Sechs Terroristen besetzen die Botschaft der Bundesrepublik Deutschland in Stockholm, nehmen einen Teil des Botschaftspersonals als Geiseln und fordern für den Abbruch der Aktion die Freilassung von 26 Baader-Meinhof-Häftlingen. Die Bundesregierung lehnt die Erfüllung dieser Forderung und jede Art von Verhandlungen mit den Terroristen ab. Diese erschießen darauf zwei Diplomaten, den Militärattaché Andreas von Mirbach sowie den Wirtschaftsattaché Heinz Hillegaart, und sprengen die Botschaft. Der schwedischen Polizei gelingt es, die Terroristen zu verhaften und die meist verletzten Geiseln zu befreien.
◇ ◇ ◇ ◇ ◇ ◇ ◇
__Schriftliche Aufgabe A__
Zählen Sie alle Handlungen auf, die der Textauszug den Terroristen zuschreibt.
__Schriftliche Aufgabe B__
Geben Sie den Inhalt des Textauszugs in zwei Sätzen wieder.
Stützen Sie sich ausschließlich auf den Textauszug.
◇ ◇ ◇ ◇ ◇ ◇ ◇
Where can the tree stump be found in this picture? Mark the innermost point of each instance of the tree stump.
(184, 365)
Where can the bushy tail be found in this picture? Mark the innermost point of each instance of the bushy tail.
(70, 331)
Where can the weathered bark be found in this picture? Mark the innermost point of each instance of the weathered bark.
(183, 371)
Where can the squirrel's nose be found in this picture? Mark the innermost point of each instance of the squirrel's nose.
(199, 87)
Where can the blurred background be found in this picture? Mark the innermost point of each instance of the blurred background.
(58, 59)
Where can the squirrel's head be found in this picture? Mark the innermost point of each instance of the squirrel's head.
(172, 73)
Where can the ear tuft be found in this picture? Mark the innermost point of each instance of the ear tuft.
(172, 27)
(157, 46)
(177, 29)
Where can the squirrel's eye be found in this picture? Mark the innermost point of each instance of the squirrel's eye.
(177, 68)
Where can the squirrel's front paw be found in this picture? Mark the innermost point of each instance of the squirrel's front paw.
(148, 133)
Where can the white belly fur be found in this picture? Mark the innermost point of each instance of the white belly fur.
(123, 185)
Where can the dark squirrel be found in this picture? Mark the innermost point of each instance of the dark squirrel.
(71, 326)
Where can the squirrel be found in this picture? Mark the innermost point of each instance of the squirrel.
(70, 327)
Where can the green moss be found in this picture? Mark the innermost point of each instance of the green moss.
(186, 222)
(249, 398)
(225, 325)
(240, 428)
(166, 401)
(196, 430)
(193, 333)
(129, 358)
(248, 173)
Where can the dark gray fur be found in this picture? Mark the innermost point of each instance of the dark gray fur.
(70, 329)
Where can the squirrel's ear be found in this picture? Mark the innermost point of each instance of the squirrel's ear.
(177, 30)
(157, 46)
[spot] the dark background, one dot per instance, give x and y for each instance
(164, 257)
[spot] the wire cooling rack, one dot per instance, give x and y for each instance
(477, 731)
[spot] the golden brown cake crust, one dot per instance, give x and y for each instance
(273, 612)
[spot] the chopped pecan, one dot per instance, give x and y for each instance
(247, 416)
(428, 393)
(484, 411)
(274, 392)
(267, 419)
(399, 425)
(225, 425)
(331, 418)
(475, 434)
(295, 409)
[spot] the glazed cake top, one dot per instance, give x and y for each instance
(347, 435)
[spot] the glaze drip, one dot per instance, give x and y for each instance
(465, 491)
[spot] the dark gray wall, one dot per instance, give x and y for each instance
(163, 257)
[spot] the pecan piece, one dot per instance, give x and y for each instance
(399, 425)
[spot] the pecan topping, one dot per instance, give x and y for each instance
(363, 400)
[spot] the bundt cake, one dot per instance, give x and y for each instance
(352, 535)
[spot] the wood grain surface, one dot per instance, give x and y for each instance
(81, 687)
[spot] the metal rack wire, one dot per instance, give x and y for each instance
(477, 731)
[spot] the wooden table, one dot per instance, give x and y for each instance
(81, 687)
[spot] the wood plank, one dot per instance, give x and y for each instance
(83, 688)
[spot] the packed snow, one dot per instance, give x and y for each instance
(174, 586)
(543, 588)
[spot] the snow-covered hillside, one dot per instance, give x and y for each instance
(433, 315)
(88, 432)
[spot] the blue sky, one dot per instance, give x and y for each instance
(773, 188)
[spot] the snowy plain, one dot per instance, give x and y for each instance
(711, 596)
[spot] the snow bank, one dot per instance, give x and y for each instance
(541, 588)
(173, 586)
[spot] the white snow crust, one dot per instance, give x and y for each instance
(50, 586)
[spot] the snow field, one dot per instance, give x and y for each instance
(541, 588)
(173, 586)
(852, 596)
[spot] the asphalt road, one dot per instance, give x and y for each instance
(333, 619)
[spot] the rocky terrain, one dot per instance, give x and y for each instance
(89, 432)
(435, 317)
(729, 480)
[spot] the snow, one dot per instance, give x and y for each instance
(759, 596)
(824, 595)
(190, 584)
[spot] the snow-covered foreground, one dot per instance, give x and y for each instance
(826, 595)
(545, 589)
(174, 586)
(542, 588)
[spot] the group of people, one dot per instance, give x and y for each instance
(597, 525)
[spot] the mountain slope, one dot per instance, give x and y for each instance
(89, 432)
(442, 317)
◇ ◇ ◇ ◇ ◇ ◇ ◇
__Lösung A__
- Sie besetzen die Botschaft der Bundesrepublik Deutschland in Stockholm.
- Sie nehmen einen Teil des Botschaftspersonals als Geiseln.
- Sie fordern für den Abbruch der Aktion die Freilassung von 26 Baader-Meinhof-Häftlingen.
- Sie erschießen zwei Diplomaten, den Militärattaché Andreas von Mirbach und den Wirtschaftsattaché Heinz Hillegaart.
- Sie sprengen die Botschaft.

__Lösung B__
Sechs Terroristen besetzen die Botschaft der Bundesrepublik Deutschland in Stockholm, nehmen Geiseln und fordern die Freilassung von 26 Baader-Meinhof-Häftlingen, was die Bundesregierung ebenso ablehnt wie jede Verhandlung. Daraufhin erschießen sie zwei Diplomaten und sprengen die Botschaft, doch die schwedische Polizei verhaftet die Terroristen und befreit die meist verletzten Geiseln.